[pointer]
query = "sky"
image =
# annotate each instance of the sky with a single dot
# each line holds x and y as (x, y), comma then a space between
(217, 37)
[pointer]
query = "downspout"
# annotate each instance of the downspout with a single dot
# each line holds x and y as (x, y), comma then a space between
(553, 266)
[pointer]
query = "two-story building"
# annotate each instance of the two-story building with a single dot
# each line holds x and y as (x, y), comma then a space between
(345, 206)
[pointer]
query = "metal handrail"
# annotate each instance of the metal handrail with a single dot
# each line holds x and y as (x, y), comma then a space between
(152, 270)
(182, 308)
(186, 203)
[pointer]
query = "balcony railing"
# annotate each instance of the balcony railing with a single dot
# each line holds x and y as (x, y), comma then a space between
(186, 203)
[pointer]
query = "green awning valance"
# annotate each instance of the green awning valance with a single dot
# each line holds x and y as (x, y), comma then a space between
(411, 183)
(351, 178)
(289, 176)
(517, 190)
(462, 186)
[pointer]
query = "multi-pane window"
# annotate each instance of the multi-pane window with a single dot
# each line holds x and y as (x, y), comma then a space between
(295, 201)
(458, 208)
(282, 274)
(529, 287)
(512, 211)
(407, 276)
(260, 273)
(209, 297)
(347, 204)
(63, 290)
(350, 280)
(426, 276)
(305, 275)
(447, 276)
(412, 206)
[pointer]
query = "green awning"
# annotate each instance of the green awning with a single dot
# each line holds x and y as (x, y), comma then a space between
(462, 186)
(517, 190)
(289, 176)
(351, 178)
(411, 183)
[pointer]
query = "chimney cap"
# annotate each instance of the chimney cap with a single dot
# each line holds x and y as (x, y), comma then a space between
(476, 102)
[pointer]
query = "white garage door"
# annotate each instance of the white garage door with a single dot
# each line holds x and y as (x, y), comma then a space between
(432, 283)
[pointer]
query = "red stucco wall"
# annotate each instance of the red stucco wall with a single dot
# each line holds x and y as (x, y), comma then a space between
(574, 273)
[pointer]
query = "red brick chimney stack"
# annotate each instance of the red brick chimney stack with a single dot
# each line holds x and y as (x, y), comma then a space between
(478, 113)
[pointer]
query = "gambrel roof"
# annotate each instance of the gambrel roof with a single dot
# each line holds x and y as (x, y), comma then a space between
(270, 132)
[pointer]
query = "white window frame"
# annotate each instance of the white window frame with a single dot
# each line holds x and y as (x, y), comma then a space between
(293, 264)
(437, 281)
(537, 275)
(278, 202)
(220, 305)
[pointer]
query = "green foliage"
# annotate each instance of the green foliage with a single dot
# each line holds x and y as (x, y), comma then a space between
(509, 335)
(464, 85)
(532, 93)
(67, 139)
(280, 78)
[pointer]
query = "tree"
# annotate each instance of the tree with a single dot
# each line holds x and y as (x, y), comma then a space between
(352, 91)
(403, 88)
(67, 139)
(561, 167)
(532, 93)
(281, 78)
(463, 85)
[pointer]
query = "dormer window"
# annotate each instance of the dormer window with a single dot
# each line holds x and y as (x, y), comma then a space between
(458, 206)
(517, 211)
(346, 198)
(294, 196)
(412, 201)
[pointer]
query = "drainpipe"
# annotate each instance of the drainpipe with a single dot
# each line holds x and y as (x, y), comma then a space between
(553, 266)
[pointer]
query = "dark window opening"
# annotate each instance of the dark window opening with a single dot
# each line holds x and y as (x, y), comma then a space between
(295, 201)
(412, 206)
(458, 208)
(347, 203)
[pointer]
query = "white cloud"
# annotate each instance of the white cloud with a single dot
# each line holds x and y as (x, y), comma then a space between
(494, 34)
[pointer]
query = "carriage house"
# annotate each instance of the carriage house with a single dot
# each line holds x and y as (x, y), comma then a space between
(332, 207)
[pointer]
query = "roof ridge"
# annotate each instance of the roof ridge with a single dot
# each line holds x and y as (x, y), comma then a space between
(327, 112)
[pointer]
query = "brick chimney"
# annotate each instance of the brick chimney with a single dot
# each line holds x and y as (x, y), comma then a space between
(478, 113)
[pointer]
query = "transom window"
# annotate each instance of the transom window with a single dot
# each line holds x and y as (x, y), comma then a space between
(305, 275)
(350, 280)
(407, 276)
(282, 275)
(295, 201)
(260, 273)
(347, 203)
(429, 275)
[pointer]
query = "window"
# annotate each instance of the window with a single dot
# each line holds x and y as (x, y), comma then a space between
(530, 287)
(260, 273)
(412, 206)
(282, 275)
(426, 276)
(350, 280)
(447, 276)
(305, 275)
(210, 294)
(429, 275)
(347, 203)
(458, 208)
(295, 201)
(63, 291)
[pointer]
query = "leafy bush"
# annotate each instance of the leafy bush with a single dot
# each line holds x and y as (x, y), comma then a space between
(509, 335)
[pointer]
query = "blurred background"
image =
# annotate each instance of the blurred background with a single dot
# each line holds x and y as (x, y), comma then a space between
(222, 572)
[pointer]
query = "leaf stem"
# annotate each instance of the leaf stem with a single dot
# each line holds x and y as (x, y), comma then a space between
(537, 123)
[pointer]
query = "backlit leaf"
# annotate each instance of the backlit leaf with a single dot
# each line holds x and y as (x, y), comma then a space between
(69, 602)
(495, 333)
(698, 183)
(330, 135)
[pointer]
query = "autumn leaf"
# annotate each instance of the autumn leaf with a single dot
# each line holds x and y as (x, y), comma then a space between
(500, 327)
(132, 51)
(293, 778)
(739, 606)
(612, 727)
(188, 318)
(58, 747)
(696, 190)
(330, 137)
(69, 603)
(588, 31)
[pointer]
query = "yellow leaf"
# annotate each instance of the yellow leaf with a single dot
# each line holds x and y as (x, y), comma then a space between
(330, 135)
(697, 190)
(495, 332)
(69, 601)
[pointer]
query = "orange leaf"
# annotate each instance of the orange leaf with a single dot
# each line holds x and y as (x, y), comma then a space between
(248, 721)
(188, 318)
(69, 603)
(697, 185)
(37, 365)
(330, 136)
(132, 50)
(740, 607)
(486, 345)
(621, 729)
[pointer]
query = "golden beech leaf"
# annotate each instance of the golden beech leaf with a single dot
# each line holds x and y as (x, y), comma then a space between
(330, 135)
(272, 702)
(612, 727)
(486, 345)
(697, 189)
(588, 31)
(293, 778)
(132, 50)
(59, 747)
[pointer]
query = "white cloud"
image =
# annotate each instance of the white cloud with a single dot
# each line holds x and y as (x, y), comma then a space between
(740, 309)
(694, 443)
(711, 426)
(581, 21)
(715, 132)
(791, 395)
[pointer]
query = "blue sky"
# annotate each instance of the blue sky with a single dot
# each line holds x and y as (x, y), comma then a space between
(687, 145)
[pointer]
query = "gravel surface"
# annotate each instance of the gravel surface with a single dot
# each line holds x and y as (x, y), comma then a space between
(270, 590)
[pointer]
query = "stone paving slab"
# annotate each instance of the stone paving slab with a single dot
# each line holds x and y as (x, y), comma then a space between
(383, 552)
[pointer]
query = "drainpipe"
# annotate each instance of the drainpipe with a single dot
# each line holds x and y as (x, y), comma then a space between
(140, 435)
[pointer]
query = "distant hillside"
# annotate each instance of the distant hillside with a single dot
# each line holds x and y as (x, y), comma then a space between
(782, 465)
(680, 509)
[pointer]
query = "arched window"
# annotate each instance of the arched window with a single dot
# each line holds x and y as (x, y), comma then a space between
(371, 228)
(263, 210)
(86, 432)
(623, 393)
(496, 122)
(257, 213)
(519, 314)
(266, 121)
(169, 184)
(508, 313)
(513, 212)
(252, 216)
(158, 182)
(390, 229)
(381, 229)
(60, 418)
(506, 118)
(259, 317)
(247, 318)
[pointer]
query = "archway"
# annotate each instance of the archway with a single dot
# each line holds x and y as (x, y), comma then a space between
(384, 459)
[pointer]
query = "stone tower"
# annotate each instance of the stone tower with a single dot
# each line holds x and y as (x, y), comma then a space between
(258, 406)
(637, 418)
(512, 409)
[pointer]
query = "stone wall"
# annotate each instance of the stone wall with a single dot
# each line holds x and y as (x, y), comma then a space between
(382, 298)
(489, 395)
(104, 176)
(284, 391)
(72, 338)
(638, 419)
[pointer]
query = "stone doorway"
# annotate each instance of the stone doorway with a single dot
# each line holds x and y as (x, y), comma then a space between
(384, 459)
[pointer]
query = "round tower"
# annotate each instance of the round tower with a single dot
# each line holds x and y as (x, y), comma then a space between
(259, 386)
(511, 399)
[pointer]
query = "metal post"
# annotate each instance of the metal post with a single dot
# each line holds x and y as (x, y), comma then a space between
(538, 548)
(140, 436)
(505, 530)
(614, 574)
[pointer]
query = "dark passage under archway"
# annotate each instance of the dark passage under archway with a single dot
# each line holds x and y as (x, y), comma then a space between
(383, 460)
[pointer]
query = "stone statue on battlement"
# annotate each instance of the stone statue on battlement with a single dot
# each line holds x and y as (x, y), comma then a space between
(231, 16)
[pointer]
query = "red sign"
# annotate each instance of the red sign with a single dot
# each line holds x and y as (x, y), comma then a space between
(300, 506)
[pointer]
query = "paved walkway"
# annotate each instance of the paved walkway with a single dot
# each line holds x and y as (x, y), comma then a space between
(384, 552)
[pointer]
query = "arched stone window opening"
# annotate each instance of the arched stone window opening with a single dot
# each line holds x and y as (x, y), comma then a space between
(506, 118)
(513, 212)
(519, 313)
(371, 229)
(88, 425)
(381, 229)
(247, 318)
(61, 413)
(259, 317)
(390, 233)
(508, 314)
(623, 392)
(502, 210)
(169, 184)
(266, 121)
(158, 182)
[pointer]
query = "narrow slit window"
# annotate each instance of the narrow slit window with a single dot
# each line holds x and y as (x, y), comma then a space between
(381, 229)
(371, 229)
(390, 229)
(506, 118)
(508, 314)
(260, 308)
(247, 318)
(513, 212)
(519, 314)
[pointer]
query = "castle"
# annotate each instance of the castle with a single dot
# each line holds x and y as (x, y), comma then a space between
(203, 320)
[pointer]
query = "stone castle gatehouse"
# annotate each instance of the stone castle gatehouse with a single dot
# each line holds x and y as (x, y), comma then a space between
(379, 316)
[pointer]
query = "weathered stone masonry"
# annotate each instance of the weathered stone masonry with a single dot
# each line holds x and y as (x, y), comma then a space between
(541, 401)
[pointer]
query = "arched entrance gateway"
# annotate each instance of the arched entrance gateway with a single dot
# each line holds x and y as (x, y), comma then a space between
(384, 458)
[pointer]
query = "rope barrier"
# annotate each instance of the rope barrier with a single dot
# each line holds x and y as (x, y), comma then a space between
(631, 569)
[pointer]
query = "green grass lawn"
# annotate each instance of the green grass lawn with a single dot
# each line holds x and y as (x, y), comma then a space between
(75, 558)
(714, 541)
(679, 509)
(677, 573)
----------
#### Task instructions
Scan the material for lines with the word "sign". Reply with how many there are, number only.

#### Result for this exercise
2